[Pointing records]
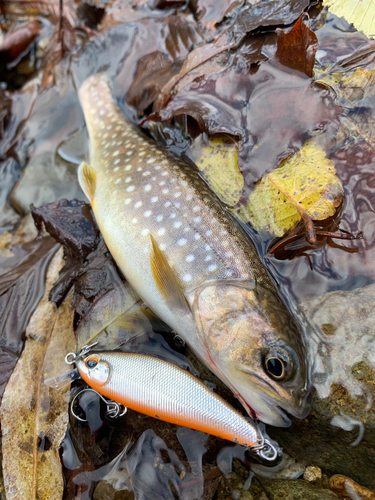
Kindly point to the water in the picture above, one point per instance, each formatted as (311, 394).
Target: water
(270, 112)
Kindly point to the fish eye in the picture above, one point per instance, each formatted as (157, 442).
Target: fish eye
(91, 362)
(278, 363)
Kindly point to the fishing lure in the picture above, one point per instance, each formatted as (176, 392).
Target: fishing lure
(165, 391)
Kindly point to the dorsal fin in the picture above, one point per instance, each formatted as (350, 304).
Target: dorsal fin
(87, 180)
(166, 281)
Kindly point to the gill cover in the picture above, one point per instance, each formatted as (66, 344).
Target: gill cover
(255, 347)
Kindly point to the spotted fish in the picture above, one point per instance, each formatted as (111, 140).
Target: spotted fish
(191, 262)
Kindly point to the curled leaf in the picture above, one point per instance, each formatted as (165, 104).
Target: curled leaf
(357, 12)
(303, 186)
(34, 417)
(217, 160)
(297, 48)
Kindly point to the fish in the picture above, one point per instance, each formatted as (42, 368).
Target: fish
(165, 391)
(191, 262)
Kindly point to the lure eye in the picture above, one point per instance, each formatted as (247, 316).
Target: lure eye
(91, 362)
(278, 363)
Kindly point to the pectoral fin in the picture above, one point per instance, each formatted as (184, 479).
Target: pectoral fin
(166, 281)
(87, 180)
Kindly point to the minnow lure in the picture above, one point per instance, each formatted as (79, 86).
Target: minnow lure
(191, 262)
(165, 391)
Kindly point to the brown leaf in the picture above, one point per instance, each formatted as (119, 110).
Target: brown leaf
(21, 289)
(71, 223)
(18, 42)
(35, 417)
(297, 48)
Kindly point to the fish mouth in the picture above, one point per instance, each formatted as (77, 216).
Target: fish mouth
(278, 407)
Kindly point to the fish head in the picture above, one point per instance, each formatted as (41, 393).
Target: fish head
(253, 345)
(94, 370)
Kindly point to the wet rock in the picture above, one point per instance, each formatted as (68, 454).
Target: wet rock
(339, 434)
(348, 489)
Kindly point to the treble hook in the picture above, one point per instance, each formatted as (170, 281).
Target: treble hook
(114, 409)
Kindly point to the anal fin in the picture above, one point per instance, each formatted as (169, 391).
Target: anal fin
(166, 281)
(87, 180)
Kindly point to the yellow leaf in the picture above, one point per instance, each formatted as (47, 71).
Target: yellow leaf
(361, 13)
(217, 160)
(34, 417)
(303, 185)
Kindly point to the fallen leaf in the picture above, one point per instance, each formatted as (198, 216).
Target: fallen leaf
(304, 185)
(16, 43)
(297, 49)
(115, 317)
(21, 289)
(216, 158)
(35, 417)
(358, 12)
(71, 223)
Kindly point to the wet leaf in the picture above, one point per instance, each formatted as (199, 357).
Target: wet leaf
(21, 289)
(71, 223)
(305, 185)
(297, 49)
(217, 160)
(16, 43)
(115, 317)
(35, 417)
(358, 12)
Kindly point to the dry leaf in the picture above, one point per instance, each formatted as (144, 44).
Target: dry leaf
(303, 185)
(217, 160)
(35, 417)
(115, 318)
(358, 12)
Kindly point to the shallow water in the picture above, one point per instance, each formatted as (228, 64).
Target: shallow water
(255, 106)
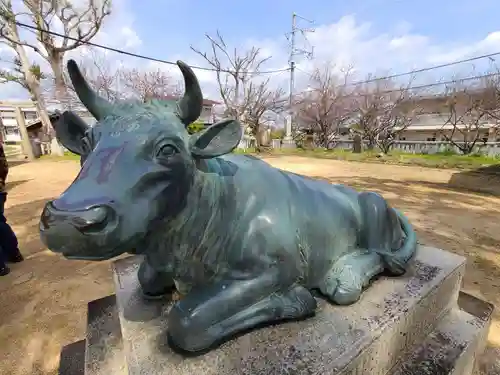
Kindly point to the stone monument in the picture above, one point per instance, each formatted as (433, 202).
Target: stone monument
(246, 245)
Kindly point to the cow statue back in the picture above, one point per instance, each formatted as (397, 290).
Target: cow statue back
(245, 243)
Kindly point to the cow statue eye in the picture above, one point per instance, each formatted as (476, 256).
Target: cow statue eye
(166, 151)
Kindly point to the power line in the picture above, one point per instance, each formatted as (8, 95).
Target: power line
(422, 70)
(429, 68)
(428, 85)
(127, 53)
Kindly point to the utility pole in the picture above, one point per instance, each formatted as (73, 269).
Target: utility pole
(25, 140)
(294, 51)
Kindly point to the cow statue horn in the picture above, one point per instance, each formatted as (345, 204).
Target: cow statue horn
(98, 106)
(190, 105)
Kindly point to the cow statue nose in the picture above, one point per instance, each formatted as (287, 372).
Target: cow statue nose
(92, 219)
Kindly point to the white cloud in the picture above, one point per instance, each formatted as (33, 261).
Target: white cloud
(347, 42)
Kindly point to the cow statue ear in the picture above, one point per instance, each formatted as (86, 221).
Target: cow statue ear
(219, 139)
(70, 130)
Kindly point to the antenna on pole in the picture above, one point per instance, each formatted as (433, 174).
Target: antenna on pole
(294, 51)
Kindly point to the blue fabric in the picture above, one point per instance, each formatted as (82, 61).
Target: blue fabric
(8, 239)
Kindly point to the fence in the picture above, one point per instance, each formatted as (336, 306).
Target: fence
(412, 147)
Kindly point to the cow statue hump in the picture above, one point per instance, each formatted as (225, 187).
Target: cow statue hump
(245, 243)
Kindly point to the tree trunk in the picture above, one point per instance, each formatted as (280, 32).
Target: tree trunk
(62, 97)
(56, 64)
(34, 89)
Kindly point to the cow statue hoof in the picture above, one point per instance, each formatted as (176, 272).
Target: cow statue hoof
(154, 284)
(198, 323)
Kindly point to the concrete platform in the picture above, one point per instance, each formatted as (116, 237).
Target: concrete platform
(452, 348)
(72, 360)
(370, 337)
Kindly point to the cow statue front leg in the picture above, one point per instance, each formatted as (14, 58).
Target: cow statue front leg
(350, 275)
(155, 283)
(384, 246)
(212, 314)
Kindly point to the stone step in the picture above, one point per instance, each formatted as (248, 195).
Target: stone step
(72, 360)
(452, 348)
(369, 337)
(104, 346)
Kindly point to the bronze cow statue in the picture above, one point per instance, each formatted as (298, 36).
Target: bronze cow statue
(245, 242)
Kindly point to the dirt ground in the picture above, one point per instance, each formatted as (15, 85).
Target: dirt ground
(43, 301)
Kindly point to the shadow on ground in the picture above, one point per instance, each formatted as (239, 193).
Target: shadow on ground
(483, 180)
(12, 184)
(25, 220)
(452, 219)
(15, 163)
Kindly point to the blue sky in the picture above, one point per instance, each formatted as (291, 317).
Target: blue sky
(373, 36)
(260, 19)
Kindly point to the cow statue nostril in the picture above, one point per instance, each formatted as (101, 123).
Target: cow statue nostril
(95, 218)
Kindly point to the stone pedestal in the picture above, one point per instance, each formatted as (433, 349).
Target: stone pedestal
(415, 324)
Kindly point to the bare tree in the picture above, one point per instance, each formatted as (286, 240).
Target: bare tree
(24, 72)
(234, 71)
(103, 76)
(466, 109)
(384, 111)
(80, 23)
(149, 84)
(327, 107)
(261, 103)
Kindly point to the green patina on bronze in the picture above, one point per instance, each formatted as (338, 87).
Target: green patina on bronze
(245, 242)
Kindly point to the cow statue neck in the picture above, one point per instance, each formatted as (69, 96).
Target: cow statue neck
(245, 243)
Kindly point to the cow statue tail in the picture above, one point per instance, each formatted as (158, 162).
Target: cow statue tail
(396, 261)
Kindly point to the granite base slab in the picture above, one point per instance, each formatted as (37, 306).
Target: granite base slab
(369, 337)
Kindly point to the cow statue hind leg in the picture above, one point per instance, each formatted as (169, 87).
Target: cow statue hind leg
(155, 284)
(212, 314)
(387, 243)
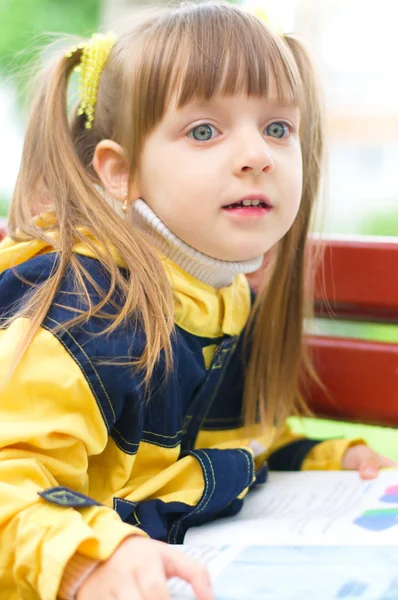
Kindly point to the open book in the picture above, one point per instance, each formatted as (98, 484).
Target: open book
(323, 535)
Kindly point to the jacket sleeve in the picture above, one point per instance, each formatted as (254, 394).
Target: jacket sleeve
(294, 452)
(49, 425)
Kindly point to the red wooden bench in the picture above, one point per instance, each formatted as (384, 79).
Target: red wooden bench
(359, 281)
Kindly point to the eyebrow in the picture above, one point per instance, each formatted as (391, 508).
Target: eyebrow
(273, 102)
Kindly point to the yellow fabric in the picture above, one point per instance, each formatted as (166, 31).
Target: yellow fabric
(199, 308)
(328, 455)
(205, 311)
(208, 353)
(52, 433)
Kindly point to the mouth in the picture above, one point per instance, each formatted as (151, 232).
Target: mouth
(250, 202)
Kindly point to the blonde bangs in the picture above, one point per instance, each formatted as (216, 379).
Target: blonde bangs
(199, 51)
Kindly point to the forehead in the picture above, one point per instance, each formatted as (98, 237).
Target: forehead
(222, 51)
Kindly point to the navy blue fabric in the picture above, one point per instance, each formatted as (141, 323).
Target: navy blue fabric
(178, 406)
(291, 456)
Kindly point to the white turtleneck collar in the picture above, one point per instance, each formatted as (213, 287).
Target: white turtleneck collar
(211, 271)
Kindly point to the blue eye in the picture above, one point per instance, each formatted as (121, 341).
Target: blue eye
(202, 133)
(277, 130)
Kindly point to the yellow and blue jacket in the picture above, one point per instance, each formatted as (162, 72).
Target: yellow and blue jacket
(85, 462)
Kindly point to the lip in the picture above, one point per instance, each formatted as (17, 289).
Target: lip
(260, 197)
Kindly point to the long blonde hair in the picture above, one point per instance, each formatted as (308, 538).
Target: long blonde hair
(193, 50)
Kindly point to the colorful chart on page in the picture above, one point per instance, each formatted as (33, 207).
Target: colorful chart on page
(391, 495)
(380, 519)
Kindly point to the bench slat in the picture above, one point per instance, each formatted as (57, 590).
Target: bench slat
(361, 378)
(360, 280)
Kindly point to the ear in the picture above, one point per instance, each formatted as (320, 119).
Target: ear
(111, 167)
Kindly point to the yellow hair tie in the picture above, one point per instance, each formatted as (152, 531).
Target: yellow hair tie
(95, 53)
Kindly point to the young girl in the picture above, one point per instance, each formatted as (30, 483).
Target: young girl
(137, 399)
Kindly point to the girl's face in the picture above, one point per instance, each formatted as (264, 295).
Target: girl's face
(225, 174)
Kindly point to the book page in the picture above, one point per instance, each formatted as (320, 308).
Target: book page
(296, 573)
(312, 507)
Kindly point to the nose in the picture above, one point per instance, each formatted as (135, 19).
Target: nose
(253, 156)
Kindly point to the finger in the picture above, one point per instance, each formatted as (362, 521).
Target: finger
(387, 462)
(369, 467)
(129, 591)
(178, 564)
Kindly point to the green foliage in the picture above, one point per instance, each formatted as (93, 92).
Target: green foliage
(23, 23)
(382, 223)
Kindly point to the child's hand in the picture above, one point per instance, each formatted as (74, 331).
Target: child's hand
(139, 569)
(366, 461)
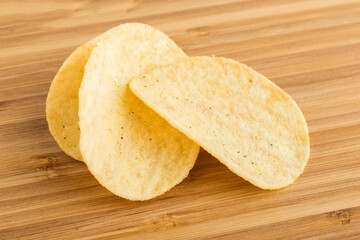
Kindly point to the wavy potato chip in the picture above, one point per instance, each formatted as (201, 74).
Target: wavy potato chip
(129, 148)
(236, 114)
(62, 103)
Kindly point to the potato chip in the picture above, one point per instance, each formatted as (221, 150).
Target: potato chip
(129, 148)
(62, 103)
(236, 114)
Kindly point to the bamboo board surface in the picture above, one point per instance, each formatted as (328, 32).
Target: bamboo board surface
(309, 48)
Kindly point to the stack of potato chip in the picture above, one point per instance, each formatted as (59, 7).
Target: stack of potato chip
(135, 108)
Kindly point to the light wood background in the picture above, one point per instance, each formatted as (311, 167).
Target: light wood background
(309, 48)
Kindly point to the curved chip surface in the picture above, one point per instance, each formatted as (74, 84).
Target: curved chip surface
(236, 114)
(128, 147)
(62, 102)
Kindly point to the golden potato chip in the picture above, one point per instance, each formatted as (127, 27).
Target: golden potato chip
(129, 148)
(62, 103)
(236, 114)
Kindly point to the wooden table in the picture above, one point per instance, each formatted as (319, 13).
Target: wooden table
(309, 48)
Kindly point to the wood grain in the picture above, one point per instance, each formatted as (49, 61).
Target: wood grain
(309, 48)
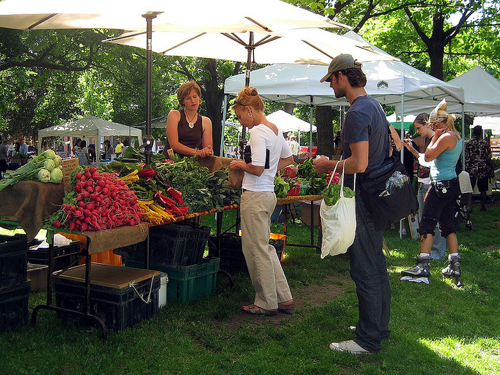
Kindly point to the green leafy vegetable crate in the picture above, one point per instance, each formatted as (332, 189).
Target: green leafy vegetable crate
(187, 283)
(171, 245)
(14, 306)
(13, 260)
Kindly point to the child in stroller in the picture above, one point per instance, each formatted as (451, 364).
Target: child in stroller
(462, 212)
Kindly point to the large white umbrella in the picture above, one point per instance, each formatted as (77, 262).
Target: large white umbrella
(169, 15)
(289, 123)
(299, 46)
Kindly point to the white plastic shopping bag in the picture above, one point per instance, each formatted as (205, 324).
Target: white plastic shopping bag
(338, 222)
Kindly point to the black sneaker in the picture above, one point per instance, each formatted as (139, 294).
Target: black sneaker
(422, 269)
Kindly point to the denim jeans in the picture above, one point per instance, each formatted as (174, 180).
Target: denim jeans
(369, 273)
(440, 207)
(438, 251)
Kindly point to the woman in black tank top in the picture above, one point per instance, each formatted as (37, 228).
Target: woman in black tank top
(189, 133)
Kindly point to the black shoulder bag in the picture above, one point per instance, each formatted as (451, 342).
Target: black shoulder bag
(388, 202)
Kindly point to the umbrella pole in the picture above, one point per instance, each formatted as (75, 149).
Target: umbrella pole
(250, 47)
(148, 139)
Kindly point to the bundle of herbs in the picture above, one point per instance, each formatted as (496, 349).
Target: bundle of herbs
(44, 168)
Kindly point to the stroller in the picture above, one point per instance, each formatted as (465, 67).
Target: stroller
(462, 206)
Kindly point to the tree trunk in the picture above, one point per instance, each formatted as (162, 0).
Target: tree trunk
(436, 45)
(324, 119)
(213, 98)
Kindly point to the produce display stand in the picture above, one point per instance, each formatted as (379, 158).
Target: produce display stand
(280, 201)
(28, 202)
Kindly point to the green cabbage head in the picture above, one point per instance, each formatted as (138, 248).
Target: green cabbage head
(43, 175)
(56, 176)
(49, 165)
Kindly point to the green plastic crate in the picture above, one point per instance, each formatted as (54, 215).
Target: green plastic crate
(187, 283)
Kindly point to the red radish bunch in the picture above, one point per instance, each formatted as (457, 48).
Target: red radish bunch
(102, 202)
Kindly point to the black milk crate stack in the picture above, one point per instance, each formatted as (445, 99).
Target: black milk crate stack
(64, 256)
(170, 245)
(187, 283)
(231, 255)
(119, 296)
(14, 286)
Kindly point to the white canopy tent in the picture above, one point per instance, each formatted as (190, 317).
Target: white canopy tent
(390, 82)
(482, 95)
(492, 123)
(289, 123)
(90, 126)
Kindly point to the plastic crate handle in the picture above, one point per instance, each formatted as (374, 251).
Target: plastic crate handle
(148, 300)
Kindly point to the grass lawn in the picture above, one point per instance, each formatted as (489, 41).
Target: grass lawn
(436, 328)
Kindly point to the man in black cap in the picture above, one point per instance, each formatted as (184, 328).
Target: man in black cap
(365, 145)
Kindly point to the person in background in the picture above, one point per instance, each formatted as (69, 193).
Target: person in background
(478, 164)
(83, 154)
(23, 147)
(441, 157)
(15, 160)
(108, 150)
(118, 148)
(337, 144)
(91, 152)
(77, 146)
(426, 133)
(268, 152)
(365, 145)
(189, 133)
(126, 145)
(3, 158)
(294, 145)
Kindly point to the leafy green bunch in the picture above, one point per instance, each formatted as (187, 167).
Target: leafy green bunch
(43, 168)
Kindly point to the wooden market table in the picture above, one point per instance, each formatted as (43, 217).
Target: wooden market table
(27, 203)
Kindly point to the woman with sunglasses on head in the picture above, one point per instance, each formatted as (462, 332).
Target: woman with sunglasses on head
(268, 152)
(188, 132)
(441, 156)
(425, 132)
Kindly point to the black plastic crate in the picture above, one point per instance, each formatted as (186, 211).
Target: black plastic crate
(170, 245)
(14, 306)
(119, 306)
(231, 255)
(13, 261)
(64, 256)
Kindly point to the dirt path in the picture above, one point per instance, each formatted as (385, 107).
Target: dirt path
(305, 298)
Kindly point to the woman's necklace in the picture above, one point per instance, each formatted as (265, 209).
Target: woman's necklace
(191, 122)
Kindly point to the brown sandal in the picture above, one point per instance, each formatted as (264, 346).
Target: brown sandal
(256, 310)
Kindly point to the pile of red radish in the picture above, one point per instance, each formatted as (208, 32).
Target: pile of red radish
(102, 201)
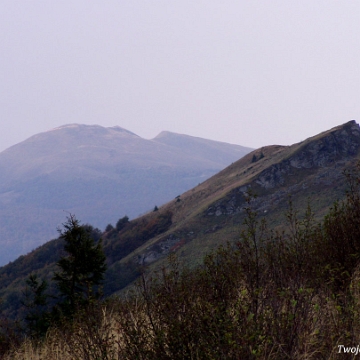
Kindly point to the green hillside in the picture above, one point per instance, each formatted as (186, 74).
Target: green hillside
(212, 213)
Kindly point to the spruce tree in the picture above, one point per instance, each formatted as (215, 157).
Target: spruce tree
(81, 270)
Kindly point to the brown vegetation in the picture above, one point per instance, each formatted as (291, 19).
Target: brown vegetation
(293, 294)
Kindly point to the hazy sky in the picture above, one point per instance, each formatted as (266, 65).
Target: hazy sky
(248, 72)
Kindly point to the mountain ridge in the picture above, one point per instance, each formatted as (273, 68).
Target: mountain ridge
(95, 172)
(212, 213)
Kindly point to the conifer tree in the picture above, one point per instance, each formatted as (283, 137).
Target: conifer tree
(81, 270)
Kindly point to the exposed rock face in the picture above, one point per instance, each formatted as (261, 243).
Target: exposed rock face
(339, 144)
(324, 155)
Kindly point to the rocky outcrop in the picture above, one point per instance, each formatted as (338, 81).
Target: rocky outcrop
(324, 155)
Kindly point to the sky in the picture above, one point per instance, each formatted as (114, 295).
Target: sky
(252, 72)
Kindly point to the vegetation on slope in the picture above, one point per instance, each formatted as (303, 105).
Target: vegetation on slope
(290, 294)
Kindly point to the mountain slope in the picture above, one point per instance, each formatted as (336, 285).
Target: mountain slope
(212, 213)
(97, 173)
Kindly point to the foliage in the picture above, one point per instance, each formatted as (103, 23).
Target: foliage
(82, 270)
(37, 316)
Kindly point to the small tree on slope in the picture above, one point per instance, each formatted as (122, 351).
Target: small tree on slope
(82, 270)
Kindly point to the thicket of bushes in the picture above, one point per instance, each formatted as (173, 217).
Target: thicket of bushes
(291, 294)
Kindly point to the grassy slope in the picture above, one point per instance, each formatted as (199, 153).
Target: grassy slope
(193, 231)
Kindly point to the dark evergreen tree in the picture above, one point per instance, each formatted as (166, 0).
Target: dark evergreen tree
(81, 270)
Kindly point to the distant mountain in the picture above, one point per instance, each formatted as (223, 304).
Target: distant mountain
(212, 213)
(99, 174)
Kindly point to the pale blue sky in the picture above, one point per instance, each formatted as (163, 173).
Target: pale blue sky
(249, 72)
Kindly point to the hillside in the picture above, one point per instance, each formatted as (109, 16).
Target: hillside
(212, 213)
(97, 173)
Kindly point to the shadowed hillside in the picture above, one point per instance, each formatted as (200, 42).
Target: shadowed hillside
(213, 212)
(97, 173)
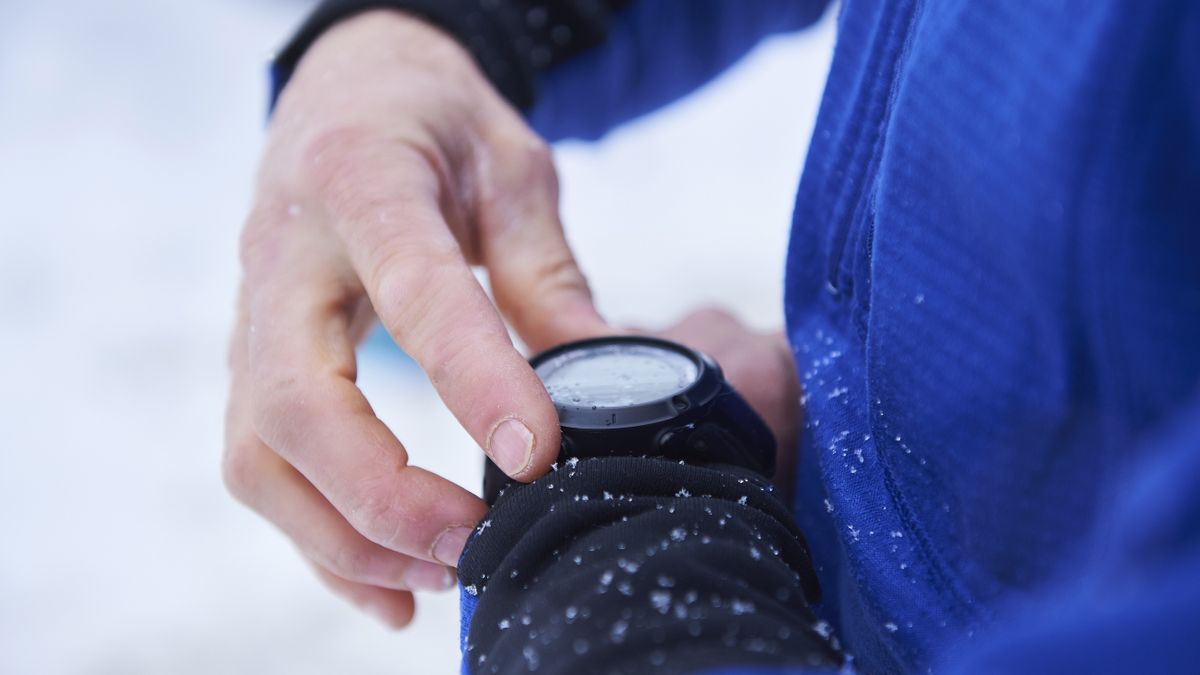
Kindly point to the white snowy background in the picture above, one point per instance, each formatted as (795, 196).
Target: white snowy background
(129, 133)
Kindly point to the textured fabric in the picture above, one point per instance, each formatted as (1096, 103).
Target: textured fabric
(639, 563)
(994, 298)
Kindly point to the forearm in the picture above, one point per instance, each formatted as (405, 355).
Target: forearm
(623, 563)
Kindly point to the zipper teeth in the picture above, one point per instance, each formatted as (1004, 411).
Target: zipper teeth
(849, 202)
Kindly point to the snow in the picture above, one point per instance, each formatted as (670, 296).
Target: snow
(129, 133)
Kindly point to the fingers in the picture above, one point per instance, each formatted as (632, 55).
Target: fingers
(306, 407)
(264, 482)
(534, 275)
(387, 204)
(394, 608)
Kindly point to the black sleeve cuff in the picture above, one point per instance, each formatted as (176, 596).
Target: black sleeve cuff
(510, 40)
(639, 565)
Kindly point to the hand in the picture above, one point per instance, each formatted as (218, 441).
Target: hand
(760, 366)
(391, 166)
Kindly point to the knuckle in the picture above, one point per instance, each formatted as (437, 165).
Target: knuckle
(280, 404)
(534, 159)
(239, 471)
(351, 560)
(258, 240)
(411, 279)
(329, 157)
(376, 514)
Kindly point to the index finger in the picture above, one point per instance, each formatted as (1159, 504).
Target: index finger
(388, 204)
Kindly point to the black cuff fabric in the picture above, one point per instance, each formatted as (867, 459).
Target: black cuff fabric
(511, 40)
(636, 565)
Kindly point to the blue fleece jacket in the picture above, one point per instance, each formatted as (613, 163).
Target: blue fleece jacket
(994, 299)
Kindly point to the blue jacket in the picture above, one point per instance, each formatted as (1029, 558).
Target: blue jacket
(994, 299)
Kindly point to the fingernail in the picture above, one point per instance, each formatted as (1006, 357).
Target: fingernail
(511, 446)
(429, 577)
(449, 544)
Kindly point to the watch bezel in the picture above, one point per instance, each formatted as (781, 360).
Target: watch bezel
(586, 417)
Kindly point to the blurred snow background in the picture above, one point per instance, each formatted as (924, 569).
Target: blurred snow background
(129, 133)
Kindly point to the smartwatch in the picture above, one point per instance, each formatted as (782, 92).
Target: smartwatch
(646, 396)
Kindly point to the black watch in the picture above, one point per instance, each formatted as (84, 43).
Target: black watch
(645, 396)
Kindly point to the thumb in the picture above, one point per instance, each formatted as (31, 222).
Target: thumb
(535, 280)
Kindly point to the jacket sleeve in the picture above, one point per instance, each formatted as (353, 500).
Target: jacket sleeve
(580, 67)
(640, 565)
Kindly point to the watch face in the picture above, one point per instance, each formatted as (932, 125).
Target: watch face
(616, 375)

- [YOUR OBJECTIVE]: Reproduce exactly the line that holds "Kindly point to the blue jacket", then every line after it, ending with the final line of the records above.

- [OUTPUT FOR THIS TASK]:
Kindly point to the blue jacket in the picture above, one point per instance, each formatted as (1029, 558).
Target: blue jacket
(994, 299)
Kindly point to the fingernail in the picture above, one point per instance, each formatted as (1006, 357).
Target: fingernail
(511, 446)
(429, 577)
(449, 544)
Kindly point to the watch bezel in the picture above, one point per instance, each formatted as (781, 360).
Target: watch bezel
(586, 417)
Kindly point to the blurred snow background in the picture above, one point per instance, each formatted as (924, 569).
Target: blurred snow background
(129, 133)
Kindly point to the smartwatch in the picture above, one point per instance, each formatted as (782, 92).
Target: smartwatch
(646, 396)
Kindly point to the black watch in the picture above, one point per instance, each formatted as (84, 43).
Target: black watch
(645, 396)
Kindly point to the thumb in the picture above, one point per instance, each formatted as (31, 222).
Target: thumb
(535, 280)
Kindly point to the jacket sleeve in the picture above, one point per instance, each formatted as (353, 500).
Target: jacket sleeve
(580, 67)
(640, 565)
Kindly point to the watch face in the picture above, one point per instance, each formatted as (932, 125).
Target: watch face
(616, 375)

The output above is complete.